**WHAT YOU SHOULD DO:** Output, exactly and in full, only the lines from the one containing "Guideline: for every instance of the black puffer" to the last line of the data. Pictures should not appear.

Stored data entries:
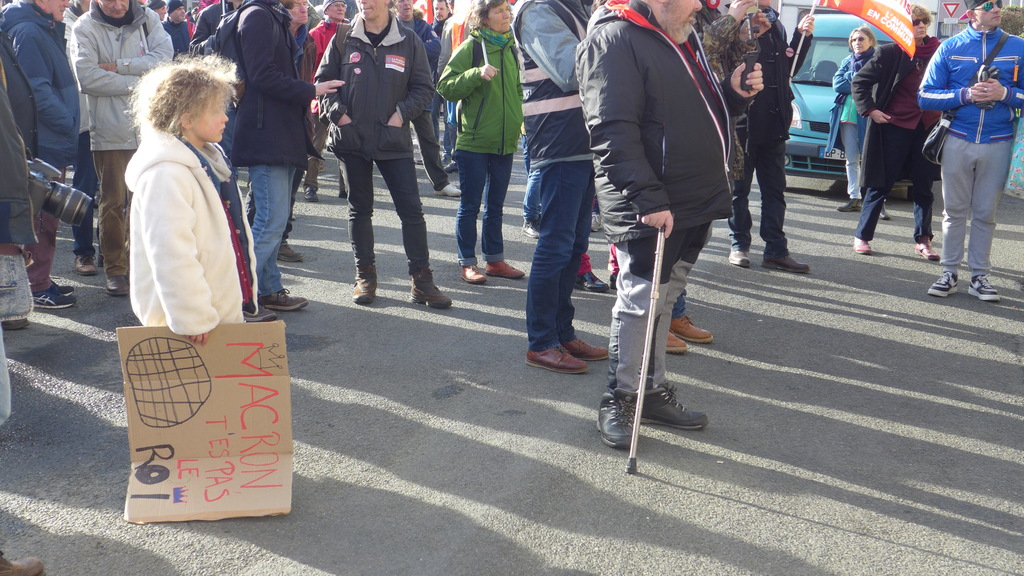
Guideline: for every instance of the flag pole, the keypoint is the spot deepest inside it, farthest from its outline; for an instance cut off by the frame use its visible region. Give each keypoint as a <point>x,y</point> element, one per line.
<point>800,45</point>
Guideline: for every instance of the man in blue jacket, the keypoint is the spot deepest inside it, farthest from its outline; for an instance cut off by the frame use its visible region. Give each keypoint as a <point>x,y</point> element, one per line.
<point>976,155</point>
<point>37,30</point>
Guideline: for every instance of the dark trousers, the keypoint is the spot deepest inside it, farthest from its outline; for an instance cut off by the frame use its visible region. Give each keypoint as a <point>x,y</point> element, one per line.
<point>901,147</point>
<point>768,160</point>
<point>86,180</point>
<point>566,191</point>
<point>399,175</point>
<point>430,150</point>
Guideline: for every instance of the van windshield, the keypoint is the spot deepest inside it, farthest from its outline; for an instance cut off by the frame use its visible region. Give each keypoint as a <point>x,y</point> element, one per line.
<point>822,60</point>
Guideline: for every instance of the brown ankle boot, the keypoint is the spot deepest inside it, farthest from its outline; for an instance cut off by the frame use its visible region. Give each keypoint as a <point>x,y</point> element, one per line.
<point>366,285</point>
<point>425,292</point>
<point>24,567</point>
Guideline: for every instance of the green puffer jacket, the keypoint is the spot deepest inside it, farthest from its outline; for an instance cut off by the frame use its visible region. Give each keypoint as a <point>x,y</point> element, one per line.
<point>489,113</point>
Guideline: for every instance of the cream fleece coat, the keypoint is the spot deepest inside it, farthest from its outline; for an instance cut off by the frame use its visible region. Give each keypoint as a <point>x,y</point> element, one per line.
<point>183,274</point>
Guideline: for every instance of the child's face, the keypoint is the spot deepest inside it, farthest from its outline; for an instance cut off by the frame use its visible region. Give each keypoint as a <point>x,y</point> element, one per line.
<point>205,127</point>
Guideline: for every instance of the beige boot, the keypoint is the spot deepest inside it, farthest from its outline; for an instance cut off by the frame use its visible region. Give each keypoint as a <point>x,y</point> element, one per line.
<point>425,292</point>
<point>24,567</point>
<point>366,285</point>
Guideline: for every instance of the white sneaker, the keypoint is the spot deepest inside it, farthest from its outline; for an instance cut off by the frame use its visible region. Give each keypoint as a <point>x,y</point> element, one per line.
<point>450,191</point>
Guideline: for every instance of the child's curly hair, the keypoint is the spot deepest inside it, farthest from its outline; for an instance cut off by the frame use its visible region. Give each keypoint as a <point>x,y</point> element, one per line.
<point>185,86</point>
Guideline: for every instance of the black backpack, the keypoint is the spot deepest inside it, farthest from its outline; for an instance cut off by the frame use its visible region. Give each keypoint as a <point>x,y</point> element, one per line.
<point>225,42</point>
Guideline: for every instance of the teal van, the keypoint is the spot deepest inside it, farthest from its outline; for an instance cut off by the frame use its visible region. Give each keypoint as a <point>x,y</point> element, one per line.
<point>805,151</point>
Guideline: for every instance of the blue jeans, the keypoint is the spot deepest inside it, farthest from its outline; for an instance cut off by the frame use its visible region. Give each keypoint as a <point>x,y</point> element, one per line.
<point>484,179</point>
<point>86,180</point>
<point>566,195</point>
<point>901,147</point>
<point>270,190</point>
<point>531,200</point>
<point>768,160</point>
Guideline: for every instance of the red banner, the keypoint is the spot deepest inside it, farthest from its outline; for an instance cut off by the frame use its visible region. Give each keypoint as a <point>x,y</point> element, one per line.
<point>891,16</point>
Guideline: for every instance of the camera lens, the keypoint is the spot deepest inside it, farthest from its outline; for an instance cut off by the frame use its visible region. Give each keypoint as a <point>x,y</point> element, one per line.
<point>66,203</point>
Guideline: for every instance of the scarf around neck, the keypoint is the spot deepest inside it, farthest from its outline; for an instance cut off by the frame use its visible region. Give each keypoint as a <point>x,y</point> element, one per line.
<point>497,38</point>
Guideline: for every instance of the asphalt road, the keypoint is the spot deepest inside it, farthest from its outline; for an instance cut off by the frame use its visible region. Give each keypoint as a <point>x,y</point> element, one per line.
<point>857,424</point>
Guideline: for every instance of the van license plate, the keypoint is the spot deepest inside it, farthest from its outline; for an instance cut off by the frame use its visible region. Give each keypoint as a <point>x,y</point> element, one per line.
<point>834,154</point>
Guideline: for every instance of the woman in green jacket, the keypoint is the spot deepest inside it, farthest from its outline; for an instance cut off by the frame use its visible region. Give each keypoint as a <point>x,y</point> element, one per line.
<point>483,77</point>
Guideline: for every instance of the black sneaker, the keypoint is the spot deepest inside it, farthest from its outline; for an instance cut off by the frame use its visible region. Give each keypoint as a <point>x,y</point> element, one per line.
<point>51,298</point>
<point>529,228</point>
<point>309,194</point>
<point>981,288</point>
<point>614,419</point>
<point>660,407</point>
<point>945,285</point>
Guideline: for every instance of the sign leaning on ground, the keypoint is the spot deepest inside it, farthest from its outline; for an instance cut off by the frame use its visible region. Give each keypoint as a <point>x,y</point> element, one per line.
<point>209,427</point>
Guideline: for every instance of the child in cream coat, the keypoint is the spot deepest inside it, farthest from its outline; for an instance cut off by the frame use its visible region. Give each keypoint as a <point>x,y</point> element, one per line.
<point>192,256</point>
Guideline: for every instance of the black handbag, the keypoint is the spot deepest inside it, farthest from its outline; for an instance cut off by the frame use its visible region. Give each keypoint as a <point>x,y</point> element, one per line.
<point>932,150</point>
<point>933,142</point>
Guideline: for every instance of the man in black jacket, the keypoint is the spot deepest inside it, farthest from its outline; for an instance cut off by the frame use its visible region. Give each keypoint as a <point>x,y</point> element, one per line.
<point>659,127</point>
<point>763,137</point>
<point>387,83</point>
<point>270,134</point>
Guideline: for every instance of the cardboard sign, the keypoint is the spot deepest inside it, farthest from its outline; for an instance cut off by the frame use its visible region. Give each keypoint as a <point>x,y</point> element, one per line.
<point>209,427</point>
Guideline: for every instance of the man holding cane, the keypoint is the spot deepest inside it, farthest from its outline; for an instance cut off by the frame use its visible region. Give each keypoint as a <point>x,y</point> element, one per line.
<point>659,125</point>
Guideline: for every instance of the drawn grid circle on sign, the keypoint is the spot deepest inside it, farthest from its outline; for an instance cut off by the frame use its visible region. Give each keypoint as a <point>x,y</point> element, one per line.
<point>169,381</point>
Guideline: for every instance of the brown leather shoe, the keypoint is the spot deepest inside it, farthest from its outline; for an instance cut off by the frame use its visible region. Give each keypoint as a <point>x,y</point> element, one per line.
<point>472,275</point>
<point>24,567</point>
<point>366,285</point>
<point>85,265</point>
<point>583,351</point>
<point>785,263</point>
<point>556,360</point>
<point>118,285</point>
<point>675,345</point>
<point>502,269</point>
<point>683,328</point>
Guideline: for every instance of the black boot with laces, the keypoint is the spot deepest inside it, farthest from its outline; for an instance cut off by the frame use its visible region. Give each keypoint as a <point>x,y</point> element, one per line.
<point>614,418</point>
<point>660,407</point>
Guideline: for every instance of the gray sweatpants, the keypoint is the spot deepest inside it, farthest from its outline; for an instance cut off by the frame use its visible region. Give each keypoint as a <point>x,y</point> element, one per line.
<point>973,176</point>
<point>629,316</point>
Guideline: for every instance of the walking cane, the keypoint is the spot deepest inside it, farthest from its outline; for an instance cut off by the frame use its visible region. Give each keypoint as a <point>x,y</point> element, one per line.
<point>631,465</point>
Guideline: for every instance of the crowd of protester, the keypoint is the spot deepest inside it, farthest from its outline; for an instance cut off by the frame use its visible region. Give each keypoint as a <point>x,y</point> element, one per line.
<point>603,99</point>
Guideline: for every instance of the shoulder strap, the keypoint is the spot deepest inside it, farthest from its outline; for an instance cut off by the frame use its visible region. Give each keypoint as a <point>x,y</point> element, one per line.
<point>341,36</point>
<point>995,50</point>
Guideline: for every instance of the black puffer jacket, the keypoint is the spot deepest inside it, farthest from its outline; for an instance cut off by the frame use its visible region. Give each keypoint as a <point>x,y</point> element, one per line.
<point>660,135</point>
<point>15,208</point>
<point>378,81</point>
<point>270,128</point>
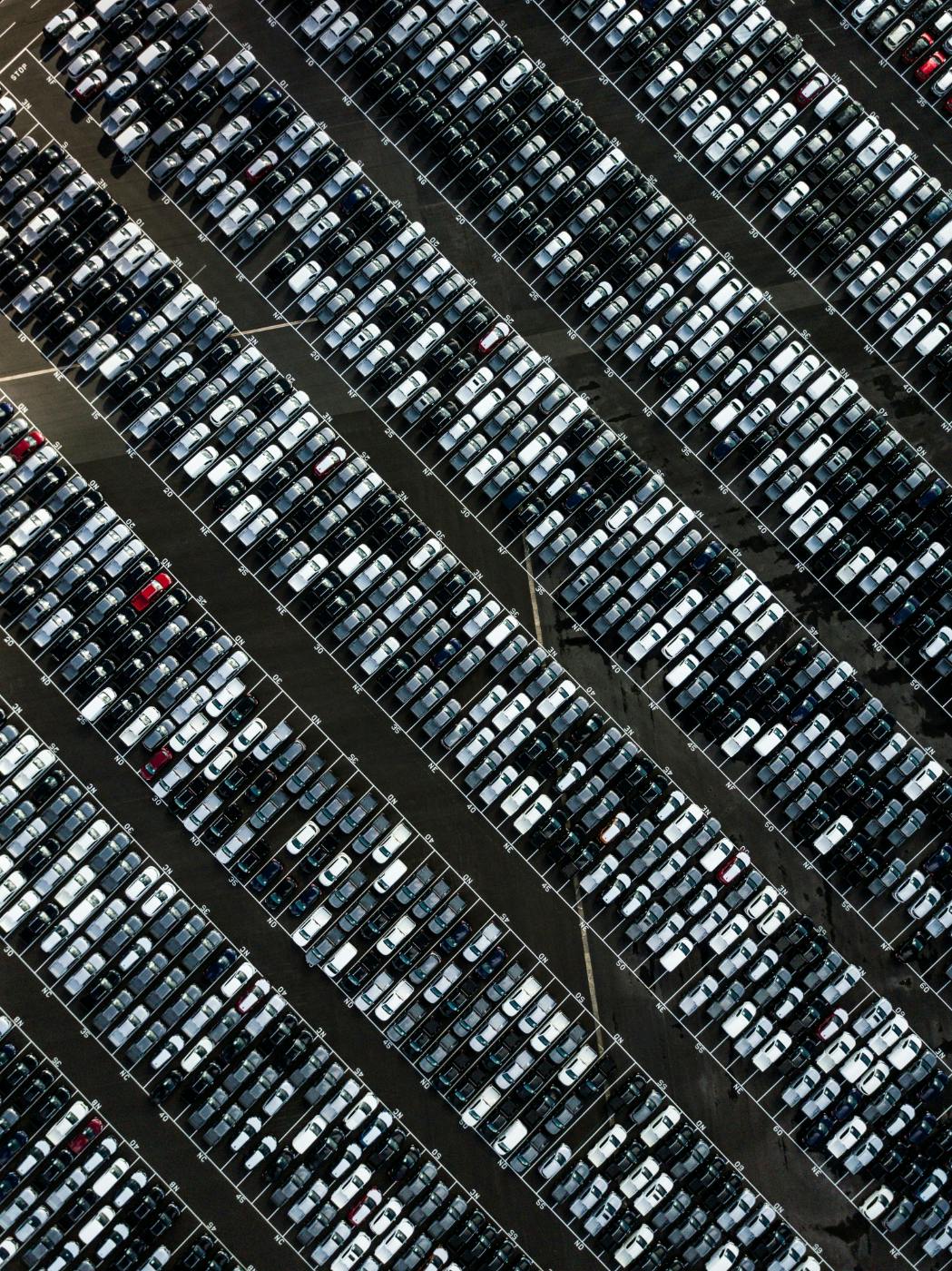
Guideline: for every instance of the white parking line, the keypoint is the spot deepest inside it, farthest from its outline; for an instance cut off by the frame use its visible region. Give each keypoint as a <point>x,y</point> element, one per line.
<point>820,31</point>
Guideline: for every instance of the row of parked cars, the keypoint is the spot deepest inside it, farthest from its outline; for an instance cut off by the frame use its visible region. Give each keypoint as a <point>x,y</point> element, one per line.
<point>646,548</point>
<point>406,944</point>
<point>914,40</point>
<point>665,310</point>
<point>191,1017</point>
<point>758,113</point>
<point>155,981</point>
<point>74,1195</point>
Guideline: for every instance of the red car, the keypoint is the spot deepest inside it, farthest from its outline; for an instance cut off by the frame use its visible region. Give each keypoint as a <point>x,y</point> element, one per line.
<point>811,88</point>
<point>28,442</point>
<point>735,864</point>
<point>929,66</point>
<point>488,340</point>
<point>82,1140</point>
<point>152,765</point>
<point>143,597</point>
<point>260,168</point>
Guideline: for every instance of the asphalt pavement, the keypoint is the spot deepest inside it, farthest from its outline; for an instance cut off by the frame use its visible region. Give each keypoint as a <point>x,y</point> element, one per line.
<point>358,724</point>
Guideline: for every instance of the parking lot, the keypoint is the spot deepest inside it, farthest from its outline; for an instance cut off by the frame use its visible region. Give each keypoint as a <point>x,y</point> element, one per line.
<point>542,904</point>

**SOLUTION FOR THIS EXERCISE:**
Guideline: for every instance of the black puffer jacket, the keypoint is the spot deepest inside it, farthest from its outline; for an instance cut off by the frame use its visible region. Give each keypoint as a <point>x,y</point> element, one per line.
<point>660,135</point>
<point>15,208</point>
<point>378,81</point>
<point>270,128</point>
Guideline: for every instance of the white parking line, the keypoint is the spot deepest inside it, farthest from its outline; for an instance cut off by the frame use its visible region. Give each keypoint as a <point>x,y</point> element, one per line.
<point>820,31</point>
Guideline: for every instance of the row of parked cars, the keypoint is the spot deepest inside it, farthest from its outline; for an instance cut off by the frame use its visible region. Give each keypoint as a <point>x,y</point> element, one per line.
<point>646,548</point>
<point>406,944</point>
<point>914,40</point>
<point>665,310</point>
<point>191,1017</point>
<point>758,113</point>
<point>155,981</point>
<point>74,1195</point>
Guideline: for every instance of the red car, the keypoint is the spot deepest inside it, farthest from its outline; for an instance cut off by the frame use its visible region. Give each keypoint as a <point>x,y</point> element, one per line.
<point>811,88</point>
<point>28,442</point>
<point>735,864</point>
<point>929,66</point>
<point>488,340</point>
<point>82,1140</point>
<point>152,765</point>
<point>143,597</point>
<point>260,168</point>
Guideline: for every instance of the asphalt pavement, the keypoint is the spot deepest inside it, farthest from its outline; for an instance cut off by the frame use its visible region. Give each keypoint as a <point>x,y</point> element, one per line.
<point>358,724</point>
Guideline: for every instance of the parking lot, the keypoint is the spot deepest inside it, farthest from its outline; for an instance cut off by the frame use its visible region. Give each keypoint as a <point>x,y</point> element, one per line.
<point>542,904</point>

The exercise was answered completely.